Problem to work on :: Copy the records below word for word, from the line containing "Could you point out the green moss" through the end of the records.

## Begin Exercise material

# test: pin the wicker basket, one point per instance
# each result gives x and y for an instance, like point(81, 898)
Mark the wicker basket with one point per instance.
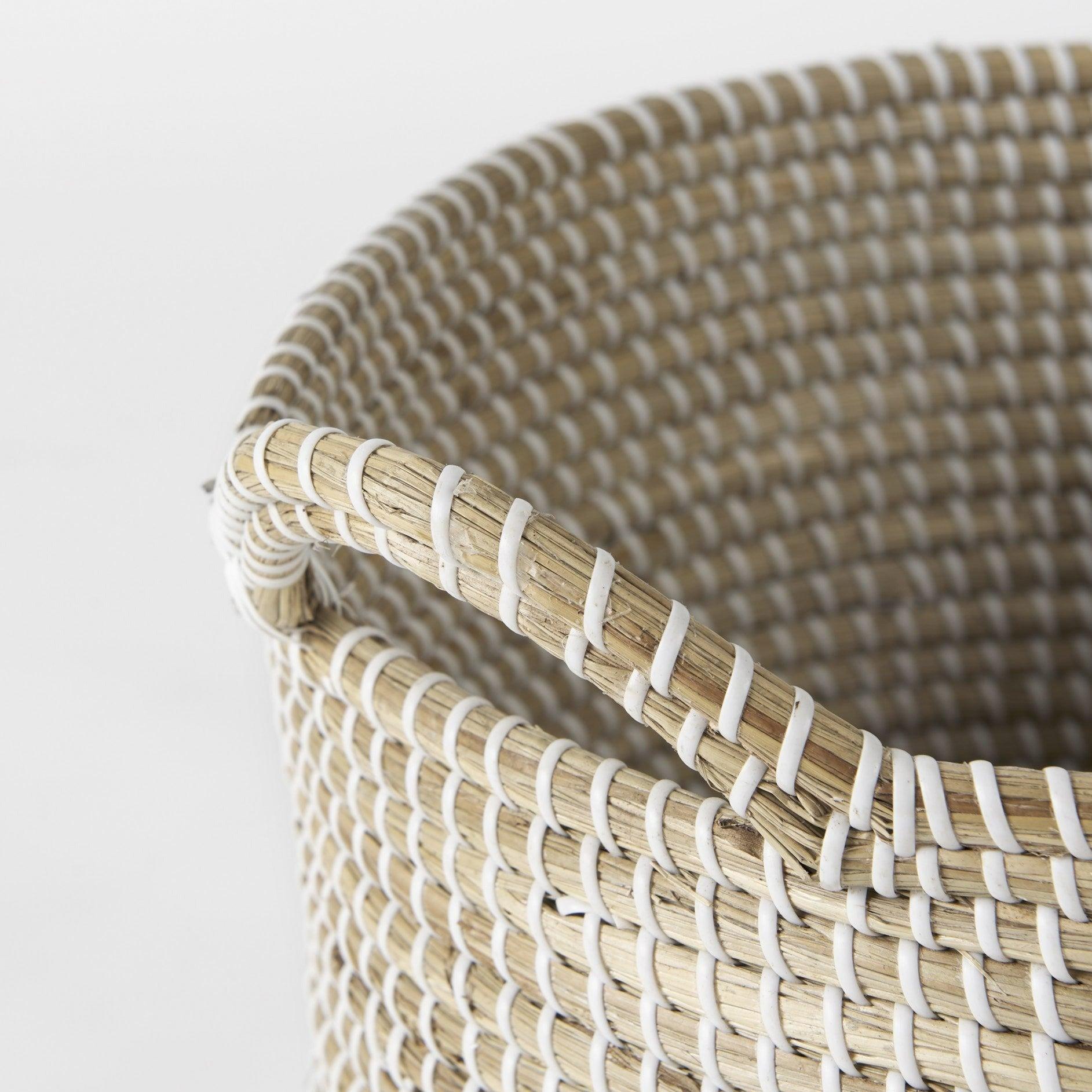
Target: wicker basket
point(809, 355)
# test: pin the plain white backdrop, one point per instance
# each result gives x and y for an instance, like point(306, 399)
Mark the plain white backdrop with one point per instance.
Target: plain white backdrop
point(171, 178)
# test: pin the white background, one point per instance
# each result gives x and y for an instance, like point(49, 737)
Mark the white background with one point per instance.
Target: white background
point(171, 177)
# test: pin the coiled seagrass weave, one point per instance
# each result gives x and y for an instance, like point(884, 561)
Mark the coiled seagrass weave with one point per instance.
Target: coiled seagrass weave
point(806, 363)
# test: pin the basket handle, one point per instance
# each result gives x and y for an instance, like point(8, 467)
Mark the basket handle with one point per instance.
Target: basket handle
point(807, 781)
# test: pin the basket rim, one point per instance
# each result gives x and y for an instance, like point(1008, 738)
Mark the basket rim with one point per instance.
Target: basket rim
point(826, 788)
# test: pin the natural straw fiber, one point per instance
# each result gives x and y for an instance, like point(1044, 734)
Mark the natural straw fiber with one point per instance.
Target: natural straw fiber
point(806, 363)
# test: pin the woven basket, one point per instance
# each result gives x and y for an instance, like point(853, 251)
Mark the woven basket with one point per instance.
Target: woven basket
point(810, 356)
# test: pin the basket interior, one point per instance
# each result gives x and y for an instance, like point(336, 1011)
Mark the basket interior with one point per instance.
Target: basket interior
point(821, 375)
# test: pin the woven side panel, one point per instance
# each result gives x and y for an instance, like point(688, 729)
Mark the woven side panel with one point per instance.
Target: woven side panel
point(666, 699)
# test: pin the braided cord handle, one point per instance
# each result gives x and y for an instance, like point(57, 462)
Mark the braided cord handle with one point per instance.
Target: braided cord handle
point(819, 788)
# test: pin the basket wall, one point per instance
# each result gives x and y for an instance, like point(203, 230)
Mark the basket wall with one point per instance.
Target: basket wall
point(803, 361)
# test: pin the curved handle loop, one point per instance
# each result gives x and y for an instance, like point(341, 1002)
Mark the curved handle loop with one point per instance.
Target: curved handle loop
point(780, 759)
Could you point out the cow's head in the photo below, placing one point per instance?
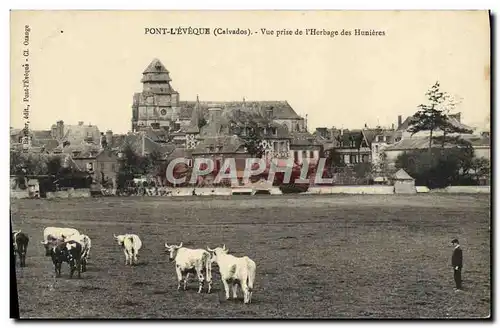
(119, 239)
(172, 249)
(50, 244)
(218, 251)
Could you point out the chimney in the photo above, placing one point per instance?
(109, 137)
(53, 131)
(60, 129)
(270, 113)
(214, 114)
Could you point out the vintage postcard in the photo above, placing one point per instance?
(250, 164)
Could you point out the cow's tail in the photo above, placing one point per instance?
(251, 267)
(132, 249)
(208, 266)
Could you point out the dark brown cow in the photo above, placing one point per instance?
(20, 243)
(69, 252)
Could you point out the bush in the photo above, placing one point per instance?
(441, 167)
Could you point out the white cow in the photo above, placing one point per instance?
(235, 271)
(131, 245)
(52, 234)
(86, 243)
(187, 261)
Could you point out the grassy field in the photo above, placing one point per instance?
(363, 256)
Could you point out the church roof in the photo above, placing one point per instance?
(281, 110)
(155, 66)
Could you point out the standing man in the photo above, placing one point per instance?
(457, 262)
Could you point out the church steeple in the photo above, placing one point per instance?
(156, 78)
(156, 72)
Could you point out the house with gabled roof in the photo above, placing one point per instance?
(159, 104)
(352, 146)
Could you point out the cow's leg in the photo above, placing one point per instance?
(79, 268)
(226, 288)
(201, 280)
(135, 257)
(179, 277)
(72, 268)
(126, 256)
(244, 288)
(185, 280)
(235, 290)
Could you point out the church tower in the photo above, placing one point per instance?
(157, 105)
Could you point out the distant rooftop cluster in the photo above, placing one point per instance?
(164, 124)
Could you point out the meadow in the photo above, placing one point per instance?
(342, 256)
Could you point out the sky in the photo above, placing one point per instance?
(86, 65)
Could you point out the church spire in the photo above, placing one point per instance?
(156, 73)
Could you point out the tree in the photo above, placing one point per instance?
(430, 117)
(440, 168)
(481, 168)
(202, 122)
(253, 142)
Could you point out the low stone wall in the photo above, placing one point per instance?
(70, 193)
(79, 193)
(19, 194)
(275, 191)
(422, 189)
(185, 191)
(372, 190)
(464, 190)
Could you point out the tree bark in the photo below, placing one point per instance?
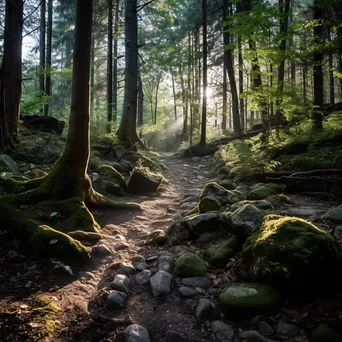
(42, 47)
(228, 60)
(48, 88)
(242, 103)
(284, 8)
(331, 72)
(173, 93)
(127, 131)
(224, 99)
(156, 98)
(140, 101)
(11, 66)
(115, 61)
(110, 67)
(205, 56)
(318, 68)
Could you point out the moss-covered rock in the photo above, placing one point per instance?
(112, 174)
(190, 265)
(249, 299)
(223, 195)
(260, 204)
(260, 191)
(227, 184)
(224, 170)
(206, 237)
(324, 333)
(177, 234)
(208, 204)
(46, 241)
(144, 181)
(289, 252)
(219, 255)
(246, 220)
(334, 215)
(202, 223)
(279, 200)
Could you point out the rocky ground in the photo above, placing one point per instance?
(131, 284)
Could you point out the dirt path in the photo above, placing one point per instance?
(80, 297)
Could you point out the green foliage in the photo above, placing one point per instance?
(246, 157)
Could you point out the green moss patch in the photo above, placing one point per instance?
(247, 300)
(324, 333)
(290, 253)
(190, 265)
(219, 255)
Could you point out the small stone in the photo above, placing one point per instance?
(140, 266)
(101, 250)
(152, 258)
(195, 159)
(205, 309)
(187, 291)
(179, 249)
(265, 329)
(121, 283)
(197, 282)
(121, 246)
(136, 333)
(222, 331)
(161, 283)
(254, 336)
(125, 268)
(164, 262)
(143, 277)
(287, 330)
(174, 336)
(115, 299)
(119, 237)
(137, 259)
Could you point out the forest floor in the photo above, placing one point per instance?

## End Exercise material

Exercise response ::
Could you point out the green moss patch in the photo above, placing one point per instance?
(247, 300)
(324, 333)
(290, 253)
(190, 265)
(219, 255)
Could you point out the small stone in the photo above, placing one point per instance?
(140, 266)
(101, 250)
(152, 258)
(195, 159)
(205, 309)
(187, 291)
(179, 249)
(265, 329)
(121, 283)
(197, 282)
(121, 246)
(136, 333)
(222, 331)
(161, 283)
(254, 336)
(125, 268)
(164, 262)
(143, 277)
(287, 330)
(174, 336)
(115, 299)
(119, 237)
(137, 259)
Could you point out the forest floor in the photo above, placing one point per instance?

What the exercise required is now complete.